§ **THE TASK**
Please edit the part of the material that opens with the line containing "Kindly place a point on the woven" and closes at the end of the material, replacing "moth" with "butterfly" and keeping everything else unchanged. Return only that part.

§ **DATA PROVIDED**
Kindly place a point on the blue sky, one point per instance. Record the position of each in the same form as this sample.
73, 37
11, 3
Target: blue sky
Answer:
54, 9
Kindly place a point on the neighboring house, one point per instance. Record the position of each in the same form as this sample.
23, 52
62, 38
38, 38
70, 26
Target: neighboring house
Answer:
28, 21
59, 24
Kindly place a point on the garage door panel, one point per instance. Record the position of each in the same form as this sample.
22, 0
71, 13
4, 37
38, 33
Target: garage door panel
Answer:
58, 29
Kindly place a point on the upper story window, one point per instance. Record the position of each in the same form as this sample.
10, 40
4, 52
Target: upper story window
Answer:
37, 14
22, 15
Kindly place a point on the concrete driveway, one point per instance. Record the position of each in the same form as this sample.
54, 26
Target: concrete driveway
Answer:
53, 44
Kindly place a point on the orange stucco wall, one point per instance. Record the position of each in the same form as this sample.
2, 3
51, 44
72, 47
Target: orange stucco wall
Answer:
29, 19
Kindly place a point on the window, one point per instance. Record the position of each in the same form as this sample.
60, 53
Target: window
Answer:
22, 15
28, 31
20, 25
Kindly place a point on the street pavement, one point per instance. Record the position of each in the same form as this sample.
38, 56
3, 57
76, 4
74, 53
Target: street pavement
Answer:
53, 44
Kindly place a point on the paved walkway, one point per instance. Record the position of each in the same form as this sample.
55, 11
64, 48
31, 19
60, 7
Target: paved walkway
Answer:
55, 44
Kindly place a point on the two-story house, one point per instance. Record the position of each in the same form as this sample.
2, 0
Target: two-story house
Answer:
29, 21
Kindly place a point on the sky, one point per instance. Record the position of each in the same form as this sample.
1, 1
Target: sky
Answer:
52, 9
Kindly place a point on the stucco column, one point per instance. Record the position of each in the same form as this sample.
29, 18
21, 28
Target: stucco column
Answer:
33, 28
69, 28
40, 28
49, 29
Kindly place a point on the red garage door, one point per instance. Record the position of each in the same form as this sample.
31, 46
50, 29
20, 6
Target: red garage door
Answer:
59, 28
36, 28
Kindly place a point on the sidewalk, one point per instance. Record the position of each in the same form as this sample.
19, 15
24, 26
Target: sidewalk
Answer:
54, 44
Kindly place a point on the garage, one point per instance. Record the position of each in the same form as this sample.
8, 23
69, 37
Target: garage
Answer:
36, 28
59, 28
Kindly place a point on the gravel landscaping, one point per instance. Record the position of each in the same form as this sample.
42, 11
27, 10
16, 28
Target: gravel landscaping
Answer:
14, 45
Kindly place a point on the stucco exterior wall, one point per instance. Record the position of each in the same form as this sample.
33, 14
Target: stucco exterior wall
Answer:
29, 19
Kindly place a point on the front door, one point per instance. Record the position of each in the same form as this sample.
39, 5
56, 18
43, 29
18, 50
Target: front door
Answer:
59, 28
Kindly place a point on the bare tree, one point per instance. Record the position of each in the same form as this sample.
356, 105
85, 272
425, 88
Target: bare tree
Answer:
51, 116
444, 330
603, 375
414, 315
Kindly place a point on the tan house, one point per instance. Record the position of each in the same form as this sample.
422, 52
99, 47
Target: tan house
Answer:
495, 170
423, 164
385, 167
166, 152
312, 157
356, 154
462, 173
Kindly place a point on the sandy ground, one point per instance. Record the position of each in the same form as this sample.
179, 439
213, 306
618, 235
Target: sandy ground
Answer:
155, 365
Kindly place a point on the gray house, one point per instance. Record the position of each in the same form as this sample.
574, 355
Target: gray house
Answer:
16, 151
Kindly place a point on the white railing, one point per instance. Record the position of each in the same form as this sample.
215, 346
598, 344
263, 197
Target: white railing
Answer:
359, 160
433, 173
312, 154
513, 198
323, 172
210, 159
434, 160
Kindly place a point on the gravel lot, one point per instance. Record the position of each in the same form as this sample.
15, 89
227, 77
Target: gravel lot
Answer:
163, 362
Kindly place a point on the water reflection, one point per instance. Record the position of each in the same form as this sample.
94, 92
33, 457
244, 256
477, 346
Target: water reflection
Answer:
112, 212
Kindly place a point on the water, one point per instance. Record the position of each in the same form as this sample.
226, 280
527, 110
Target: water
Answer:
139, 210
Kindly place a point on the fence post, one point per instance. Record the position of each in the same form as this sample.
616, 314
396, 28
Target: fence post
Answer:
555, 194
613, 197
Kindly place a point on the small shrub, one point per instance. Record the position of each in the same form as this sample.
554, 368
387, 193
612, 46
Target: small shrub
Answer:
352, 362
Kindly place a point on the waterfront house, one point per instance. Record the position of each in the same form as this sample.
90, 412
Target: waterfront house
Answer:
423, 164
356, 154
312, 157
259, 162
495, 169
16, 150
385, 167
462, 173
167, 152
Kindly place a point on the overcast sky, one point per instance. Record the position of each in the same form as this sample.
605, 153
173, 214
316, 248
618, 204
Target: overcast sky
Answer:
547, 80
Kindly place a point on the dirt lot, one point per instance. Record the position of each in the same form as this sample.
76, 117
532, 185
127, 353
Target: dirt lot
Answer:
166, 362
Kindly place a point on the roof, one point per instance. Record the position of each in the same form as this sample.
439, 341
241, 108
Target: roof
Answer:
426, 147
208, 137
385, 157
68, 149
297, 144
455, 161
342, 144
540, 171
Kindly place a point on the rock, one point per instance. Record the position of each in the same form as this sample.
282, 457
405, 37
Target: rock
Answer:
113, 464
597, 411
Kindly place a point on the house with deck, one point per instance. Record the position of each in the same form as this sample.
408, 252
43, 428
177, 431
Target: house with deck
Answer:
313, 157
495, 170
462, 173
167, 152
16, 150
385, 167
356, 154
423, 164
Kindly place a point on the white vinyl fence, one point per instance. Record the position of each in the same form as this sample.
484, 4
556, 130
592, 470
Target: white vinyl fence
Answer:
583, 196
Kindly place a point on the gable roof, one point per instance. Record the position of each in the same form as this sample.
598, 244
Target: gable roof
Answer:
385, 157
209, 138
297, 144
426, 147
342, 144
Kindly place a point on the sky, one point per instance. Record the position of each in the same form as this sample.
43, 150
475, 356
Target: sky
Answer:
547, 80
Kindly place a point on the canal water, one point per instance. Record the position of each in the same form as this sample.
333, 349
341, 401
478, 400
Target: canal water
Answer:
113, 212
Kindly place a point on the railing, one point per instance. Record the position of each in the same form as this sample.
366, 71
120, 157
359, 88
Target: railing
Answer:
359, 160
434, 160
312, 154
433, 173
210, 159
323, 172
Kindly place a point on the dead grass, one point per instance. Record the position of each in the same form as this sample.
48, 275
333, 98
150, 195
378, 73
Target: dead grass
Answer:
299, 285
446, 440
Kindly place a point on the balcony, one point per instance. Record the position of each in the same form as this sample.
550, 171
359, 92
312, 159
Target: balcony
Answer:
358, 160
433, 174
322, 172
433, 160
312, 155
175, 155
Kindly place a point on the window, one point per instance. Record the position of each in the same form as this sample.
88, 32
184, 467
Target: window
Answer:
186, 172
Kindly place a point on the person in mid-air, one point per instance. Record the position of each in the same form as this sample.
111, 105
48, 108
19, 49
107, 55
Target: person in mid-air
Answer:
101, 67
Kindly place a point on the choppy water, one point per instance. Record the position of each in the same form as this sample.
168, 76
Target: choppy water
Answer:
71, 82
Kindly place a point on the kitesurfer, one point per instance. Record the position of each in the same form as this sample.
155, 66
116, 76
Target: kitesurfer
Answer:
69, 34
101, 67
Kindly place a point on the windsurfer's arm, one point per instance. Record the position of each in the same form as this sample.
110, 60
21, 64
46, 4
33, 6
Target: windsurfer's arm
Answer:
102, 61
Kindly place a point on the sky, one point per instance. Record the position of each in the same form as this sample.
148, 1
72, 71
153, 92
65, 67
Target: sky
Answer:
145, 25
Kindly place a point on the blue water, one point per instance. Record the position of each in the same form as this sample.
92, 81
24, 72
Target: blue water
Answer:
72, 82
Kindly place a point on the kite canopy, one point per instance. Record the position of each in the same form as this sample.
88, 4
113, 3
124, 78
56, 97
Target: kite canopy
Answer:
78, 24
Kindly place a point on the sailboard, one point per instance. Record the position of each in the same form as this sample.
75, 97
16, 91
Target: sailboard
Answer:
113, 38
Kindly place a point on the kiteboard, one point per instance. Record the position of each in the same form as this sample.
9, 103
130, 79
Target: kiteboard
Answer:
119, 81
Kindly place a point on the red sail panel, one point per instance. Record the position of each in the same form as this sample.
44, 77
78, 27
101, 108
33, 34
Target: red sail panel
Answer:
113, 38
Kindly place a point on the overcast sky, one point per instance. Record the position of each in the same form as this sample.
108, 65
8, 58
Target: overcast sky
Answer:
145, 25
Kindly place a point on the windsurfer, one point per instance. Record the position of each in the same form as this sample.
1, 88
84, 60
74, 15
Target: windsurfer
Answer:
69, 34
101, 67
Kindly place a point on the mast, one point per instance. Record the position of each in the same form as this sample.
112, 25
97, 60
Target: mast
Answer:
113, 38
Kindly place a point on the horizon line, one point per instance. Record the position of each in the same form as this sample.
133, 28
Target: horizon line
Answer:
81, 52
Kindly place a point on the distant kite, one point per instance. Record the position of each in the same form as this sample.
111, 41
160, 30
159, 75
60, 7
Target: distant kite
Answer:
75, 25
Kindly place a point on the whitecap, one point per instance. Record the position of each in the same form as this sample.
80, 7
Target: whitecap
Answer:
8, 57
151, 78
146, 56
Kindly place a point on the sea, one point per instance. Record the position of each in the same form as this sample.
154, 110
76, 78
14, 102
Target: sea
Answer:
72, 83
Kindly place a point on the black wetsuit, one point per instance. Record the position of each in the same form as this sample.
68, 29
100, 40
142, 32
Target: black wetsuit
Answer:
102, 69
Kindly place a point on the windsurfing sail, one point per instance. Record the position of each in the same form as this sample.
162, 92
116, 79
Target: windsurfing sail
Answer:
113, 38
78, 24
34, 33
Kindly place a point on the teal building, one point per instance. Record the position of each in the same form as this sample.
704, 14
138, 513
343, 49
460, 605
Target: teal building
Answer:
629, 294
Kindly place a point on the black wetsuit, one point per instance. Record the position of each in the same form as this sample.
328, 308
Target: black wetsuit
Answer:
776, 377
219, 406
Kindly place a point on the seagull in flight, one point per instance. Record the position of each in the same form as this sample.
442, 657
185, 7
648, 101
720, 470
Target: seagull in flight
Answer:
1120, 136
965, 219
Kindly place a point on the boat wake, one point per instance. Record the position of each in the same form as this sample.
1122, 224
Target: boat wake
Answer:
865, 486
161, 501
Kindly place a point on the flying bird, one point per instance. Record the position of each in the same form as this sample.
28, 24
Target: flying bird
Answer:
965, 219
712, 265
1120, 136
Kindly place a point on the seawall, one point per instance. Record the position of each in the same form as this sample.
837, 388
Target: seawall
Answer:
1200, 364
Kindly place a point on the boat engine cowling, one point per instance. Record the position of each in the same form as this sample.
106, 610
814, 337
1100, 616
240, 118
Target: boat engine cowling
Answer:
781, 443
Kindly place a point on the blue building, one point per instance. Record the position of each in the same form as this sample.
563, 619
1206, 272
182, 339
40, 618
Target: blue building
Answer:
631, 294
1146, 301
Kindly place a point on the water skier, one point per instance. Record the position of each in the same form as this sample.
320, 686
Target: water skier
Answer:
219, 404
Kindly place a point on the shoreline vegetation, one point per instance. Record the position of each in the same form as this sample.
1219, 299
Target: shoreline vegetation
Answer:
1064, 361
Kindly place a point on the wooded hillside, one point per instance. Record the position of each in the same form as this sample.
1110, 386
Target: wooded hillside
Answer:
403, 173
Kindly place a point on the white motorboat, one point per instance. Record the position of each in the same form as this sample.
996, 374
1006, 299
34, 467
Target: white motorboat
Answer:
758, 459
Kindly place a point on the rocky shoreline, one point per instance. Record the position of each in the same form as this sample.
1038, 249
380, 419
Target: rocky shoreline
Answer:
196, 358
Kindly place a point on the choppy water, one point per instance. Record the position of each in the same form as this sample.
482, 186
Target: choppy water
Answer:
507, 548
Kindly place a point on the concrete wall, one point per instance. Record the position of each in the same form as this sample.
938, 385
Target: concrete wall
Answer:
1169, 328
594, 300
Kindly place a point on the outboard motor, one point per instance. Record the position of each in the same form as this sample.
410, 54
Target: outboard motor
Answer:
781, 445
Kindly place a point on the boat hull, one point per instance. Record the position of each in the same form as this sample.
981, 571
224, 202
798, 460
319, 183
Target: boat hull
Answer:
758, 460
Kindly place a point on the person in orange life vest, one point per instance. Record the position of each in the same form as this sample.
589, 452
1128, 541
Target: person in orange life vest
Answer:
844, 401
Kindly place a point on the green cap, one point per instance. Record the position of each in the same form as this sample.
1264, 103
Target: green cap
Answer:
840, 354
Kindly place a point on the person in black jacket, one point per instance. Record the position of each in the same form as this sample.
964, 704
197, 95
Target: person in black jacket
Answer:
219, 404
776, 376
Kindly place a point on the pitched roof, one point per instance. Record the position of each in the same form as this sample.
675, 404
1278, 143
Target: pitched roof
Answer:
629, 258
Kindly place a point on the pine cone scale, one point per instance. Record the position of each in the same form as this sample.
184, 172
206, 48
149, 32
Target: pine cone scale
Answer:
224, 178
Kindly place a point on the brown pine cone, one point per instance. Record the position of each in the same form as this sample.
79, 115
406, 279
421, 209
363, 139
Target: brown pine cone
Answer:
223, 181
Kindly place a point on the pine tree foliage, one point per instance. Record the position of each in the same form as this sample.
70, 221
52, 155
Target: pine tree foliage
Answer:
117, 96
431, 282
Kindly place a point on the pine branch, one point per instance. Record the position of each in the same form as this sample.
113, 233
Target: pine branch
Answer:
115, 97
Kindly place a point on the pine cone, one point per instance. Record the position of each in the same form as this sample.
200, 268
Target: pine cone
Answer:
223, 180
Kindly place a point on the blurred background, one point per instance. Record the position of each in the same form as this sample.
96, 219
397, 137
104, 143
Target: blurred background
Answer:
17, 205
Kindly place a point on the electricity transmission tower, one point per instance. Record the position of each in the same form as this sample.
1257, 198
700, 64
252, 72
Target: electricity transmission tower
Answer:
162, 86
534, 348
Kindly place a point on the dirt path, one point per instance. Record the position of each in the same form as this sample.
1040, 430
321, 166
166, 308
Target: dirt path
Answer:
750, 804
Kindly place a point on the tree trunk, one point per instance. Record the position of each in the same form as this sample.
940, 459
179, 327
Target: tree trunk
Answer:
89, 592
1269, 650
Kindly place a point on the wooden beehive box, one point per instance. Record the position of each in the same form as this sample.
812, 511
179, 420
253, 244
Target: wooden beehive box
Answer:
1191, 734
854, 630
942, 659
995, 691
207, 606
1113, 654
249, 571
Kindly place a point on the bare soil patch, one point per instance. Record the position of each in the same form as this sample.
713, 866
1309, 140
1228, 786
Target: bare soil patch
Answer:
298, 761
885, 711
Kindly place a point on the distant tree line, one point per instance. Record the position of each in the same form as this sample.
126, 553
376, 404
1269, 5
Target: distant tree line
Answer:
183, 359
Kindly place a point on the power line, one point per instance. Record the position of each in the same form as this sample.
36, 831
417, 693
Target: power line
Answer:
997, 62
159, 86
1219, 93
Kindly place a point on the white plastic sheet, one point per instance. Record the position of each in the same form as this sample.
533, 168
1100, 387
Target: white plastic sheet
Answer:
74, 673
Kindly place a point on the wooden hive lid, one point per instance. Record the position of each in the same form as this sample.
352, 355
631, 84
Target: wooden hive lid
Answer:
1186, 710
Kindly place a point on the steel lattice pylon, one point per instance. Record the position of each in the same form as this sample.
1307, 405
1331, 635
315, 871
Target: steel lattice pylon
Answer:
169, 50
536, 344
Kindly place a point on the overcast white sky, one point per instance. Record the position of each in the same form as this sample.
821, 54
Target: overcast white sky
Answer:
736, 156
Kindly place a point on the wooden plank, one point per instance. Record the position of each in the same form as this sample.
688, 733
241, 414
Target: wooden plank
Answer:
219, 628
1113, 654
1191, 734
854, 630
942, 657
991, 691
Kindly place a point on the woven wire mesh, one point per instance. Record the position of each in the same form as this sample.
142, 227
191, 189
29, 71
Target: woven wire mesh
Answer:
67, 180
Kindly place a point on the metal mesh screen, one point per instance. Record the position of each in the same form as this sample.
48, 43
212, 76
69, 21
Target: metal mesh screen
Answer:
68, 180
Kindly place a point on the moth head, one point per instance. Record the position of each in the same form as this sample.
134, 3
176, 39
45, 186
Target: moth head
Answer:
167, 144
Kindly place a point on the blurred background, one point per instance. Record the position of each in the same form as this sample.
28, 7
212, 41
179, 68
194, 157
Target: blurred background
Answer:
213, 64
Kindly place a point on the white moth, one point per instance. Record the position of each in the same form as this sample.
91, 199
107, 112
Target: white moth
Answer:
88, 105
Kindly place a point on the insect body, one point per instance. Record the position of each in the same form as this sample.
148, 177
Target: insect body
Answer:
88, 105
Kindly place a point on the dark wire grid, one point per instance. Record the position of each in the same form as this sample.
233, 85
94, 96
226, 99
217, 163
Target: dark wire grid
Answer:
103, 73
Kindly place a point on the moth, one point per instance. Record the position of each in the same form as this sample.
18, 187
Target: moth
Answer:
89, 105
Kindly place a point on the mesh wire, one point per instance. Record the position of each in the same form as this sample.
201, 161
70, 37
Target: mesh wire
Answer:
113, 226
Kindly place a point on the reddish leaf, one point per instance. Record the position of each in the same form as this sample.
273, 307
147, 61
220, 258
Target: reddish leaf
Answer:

§ **RESPONSE TO THIS EXERCISE**
Kindly place a point on the woven wire mesh, one point per instance. Record the position of each in the same form as this sample.
142, 227
191, 189
29, 71
Target: woven wire mesh
Answer:
67, 180
Kindly place a point on the metal mesh screen, one point per instance. Record the position of each in the same form as this sample.
48, 43
212, 76
69, 21
Target: metal mesh screen
Answer:
68, 180
Kindly place a point on the butterfly head, one point per instance. Record the position of each in the same form as this sample.
134, 3
176, 39
45, 186
Target: butterfly head
Answer:
167, 144
Kindly place a point on the blurred background, one point per instance. Record the position of each in the same form as this sample.
28, 7
212, 41
179, 68
194, 157
Target: blurred background
Answer:
213, 64
Kindly place a point on the white butterfly, one point per instance. Record the position of each in the same form as this sample.
91, 199
107, 112
Target: white butterfly
Answer:
88, 105
Kindly place a point on the insect body, one point per instance. Record the position of each in the same form as this sample.
148, 177
Target: insect body
Answer:
88, 105
Kindly place a point on the dark wire grid, one point per instance. Record the position of each in the same form as this sample.
233, 85
94, 96
226, 99
217, 163
Target: dark wire grid
Answer:
103, 73
Kindly place a point on the butterfly, one point per instance. Record the position of each in the same form as this sample.
18, 187
Target: butterfly
Answer:
89, 105
Kindly place a point on the mesh wire, one point per instance. Record the position of each in the same form as this sample.
201, 161
70, 37
Target: mesh wire
Answer:
113, 226
Kindly place a point on the reddish leaf, one point per instance. Record the position of each in the same form as this sample.
273, 307
147, 61
220, 258
Target: reddish leaf
Answer:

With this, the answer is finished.